What you will do
Count the rows below that contain the string "frame" with case taken into account, and reply with that number alone.

The input
** Begin **
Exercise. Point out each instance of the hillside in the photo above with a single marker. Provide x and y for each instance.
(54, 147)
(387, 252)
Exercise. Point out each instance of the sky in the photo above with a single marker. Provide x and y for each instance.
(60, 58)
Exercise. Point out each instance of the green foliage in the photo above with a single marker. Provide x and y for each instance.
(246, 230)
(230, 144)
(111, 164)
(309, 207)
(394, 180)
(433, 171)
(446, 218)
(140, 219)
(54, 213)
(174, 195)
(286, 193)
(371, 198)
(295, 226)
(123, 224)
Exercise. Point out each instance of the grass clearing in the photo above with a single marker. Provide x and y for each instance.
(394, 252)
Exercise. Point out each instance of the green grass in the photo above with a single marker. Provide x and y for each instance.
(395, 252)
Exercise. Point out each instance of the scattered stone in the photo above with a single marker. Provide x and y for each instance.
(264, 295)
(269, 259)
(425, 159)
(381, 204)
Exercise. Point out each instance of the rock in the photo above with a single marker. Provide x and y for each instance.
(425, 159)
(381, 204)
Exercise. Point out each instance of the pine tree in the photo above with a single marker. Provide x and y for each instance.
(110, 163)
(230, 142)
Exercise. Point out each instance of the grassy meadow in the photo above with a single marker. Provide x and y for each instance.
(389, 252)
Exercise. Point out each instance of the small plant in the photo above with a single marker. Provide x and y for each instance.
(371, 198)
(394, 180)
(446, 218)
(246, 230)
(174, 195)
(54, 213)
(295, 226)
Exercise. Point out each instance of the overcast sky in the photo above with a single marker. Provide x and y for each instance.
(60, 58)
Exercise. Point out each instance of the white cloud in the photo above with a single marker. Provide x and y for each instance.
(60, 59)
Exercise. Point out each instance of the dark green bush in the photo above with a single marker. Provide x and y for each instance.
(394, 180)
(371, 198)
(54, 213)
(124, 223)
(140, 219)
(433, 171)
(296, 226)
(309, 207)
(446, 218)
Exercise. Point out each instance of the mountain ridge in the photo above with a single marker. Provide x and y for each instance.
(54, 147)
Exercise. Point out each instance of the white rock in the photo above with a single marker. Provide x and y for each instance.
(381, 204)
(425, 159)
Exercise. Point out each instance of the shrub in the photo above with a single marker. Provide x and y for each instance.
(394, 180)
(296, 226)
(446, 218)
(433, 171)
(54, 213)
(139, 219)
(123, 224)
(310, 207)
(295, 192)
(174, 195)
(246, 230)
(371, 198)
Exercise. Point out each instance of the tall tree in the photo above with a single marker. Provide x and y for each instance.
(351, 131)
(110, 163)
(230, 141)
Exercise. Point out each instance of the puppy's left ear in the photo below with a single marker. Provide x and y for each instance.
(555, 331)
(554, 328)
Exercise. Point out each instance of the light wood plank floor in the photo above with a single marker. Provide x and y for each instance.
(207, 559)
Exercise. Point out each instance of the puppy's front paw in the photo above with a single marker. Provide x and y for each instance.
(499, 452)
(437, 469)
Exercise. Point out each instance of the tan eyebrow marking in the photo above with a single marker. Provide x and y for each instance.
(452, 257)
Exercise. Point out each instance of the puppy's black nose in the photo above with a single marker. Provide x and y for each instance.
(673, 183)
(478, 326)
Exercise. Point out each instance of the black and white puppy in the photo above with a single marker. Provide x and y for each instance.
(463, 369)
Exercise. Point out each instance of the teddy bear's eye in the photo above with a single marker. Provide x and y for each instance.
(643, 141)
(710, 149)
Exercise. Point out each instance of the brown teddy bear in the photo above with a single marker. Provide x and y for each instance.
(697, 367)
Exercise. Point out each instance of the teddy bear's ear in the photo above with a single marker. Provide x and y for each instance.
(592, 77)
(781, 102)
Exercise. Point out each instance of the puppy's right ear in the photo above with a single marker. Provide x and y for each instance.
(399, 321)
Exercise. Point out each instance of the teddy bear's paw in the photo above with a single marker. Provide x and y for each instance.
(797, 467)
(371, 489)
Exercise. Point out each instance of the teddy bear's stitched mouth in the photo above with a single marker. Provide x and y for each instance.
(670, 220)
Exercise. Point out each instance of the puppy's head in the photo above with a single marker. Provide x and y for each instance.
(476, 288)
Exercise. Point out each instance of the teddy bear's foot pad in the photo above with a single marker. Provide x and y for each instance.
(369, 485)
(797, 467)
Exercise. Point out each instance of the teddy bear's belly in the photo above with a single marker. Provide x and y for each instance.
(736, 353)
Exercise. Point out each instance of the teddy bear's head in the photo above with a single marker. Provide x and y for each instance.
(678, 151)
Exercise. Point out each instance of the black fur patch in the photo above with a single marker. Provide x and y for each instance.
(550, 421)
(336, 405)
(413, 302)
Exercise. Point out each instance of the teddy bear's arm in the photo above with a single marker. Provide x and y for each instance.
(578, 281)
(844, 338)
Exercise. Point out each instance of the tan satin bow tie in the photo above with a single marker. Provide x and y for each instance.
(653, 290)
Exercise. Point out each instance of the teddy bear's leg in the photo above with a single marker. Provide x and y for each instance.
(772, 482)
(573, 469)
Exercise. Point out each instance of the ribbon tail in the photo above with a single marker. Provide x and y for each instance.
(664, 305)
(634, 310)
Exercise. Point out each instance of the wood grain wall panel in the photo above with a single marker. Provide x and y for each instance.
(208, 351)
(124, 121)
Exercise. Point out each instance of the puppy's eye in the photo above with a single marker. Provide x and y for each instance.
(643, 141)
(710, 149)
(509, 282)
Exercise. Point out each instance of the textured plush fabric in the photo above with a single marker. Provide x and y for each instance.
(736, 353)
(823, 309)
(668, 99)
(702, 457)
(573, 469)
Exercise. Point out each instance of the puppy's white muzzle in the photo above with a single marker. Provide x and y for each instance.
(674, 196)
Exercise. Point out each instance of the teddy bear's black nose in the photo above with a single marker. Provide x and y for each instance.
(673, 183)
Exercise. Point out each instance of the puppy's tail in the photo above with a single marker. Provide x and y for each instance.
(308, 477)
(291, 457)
** End **
** Begin **
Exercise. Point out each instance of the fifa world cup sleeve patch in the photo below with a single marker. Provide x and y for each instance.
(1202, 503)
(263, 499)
** End **
** Begin **
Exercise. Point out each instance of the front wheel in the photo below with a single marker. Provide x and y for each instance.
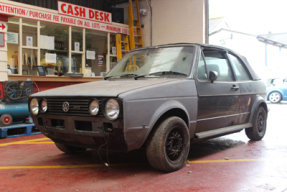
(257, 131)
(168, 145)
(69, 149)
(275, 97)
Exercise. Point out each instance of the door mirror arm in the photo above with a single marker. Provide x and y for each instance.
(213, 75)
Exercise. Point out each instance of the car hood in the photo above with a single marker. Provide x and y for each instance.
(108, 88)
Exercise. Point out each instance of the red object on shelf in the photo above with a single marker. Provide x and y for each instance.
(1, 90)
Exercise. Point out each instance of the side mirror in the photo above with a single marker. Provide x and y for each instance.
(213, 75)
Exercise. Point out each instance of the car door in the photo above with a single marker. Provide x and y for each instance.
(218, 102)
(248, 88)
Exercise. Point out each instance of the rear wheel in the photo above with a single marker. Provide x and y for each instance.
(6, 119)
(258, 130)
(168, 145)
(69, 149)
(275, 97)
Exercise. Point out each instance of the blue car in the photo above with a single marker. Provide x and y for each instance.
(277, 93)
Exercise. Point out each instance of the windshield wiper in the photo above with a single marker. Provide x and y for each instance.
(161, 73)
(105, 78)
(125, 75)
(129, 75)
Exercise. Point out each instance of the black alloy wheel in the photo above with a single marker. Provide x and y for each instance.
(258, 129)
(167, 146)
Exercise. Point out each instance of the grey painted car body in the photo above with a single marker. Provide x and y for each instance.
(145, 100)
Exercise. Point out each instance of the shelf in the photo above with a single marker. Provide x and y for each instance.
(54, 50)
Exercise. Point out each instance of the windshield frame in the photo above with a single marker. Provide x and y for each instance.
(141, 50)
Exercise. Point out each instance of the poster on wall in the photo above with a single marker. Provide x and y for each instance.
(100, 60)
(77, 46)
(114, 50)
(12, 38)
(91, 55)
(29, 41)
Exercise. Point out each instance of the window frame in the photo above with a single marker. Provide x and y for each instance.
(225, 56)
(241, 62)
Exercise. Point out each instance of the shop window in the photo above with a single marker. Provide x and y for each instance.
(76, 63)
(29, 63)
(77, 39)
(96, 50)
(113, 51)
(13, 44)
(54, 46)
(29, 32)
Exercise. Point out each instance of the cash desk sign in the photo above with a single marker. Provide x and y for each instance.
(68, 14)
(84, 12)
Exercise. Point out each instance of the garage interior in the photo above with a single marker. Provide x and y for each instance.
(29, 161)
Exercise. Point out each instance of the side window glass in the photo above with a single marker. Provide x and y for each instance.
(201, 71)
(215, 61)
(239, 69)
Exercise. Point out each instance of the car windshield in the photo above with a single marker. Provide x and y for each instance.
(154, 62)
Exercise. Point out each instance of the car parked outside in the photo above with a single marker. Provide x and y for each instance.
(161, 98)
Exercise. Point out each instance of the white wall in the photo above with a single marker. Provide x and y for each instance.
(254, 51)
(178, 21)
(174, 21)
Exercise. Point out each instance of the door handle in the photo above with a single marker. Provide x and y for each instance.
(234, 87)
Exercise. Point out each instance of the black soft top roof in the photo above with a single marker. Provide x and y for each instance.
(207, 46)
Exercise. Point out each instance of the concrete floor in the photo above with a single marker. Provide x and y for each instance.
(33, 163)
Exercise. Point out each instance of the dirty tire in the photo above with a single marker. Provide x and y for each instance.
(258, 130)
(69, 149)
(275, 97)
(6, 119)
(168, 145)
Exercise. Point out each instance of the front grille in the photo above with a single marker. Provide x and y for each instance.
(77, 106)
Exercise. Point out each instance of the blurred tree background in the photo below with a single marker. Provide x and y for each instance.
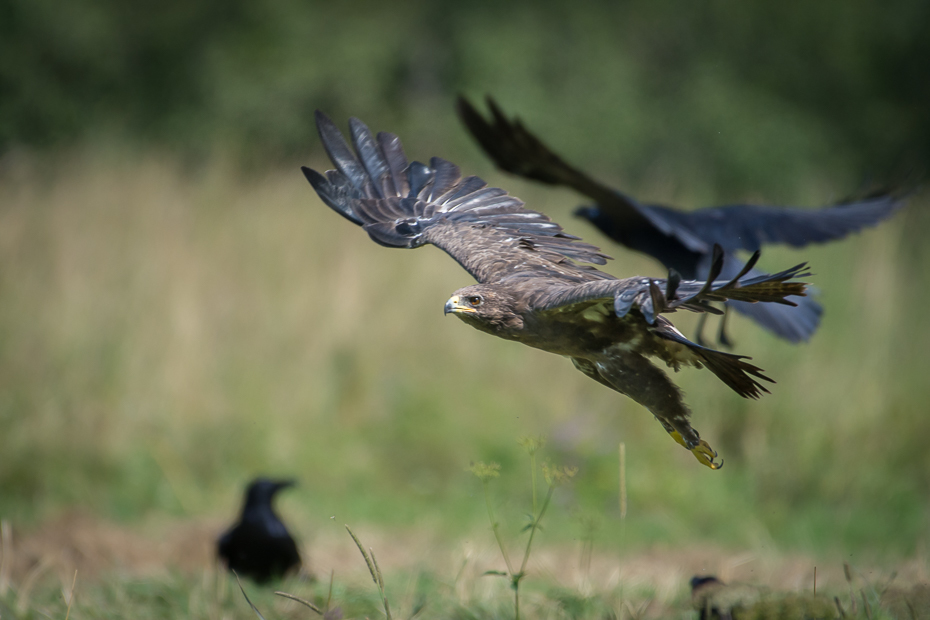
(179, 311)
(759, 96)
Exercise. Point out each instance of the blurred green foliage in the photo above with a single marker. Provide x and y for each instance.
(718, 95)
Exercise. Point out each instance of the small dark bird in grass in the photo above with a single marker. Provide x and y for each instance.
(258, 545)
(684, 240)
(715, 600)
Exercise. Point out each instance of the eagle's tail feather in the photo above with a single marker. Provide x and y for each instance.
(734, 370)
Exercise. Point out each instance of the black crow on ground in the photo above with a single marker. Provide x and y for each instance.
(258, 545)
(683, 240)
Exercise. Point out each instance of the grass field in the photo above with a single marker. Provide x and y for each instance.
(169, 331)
** End **
Worked answer
2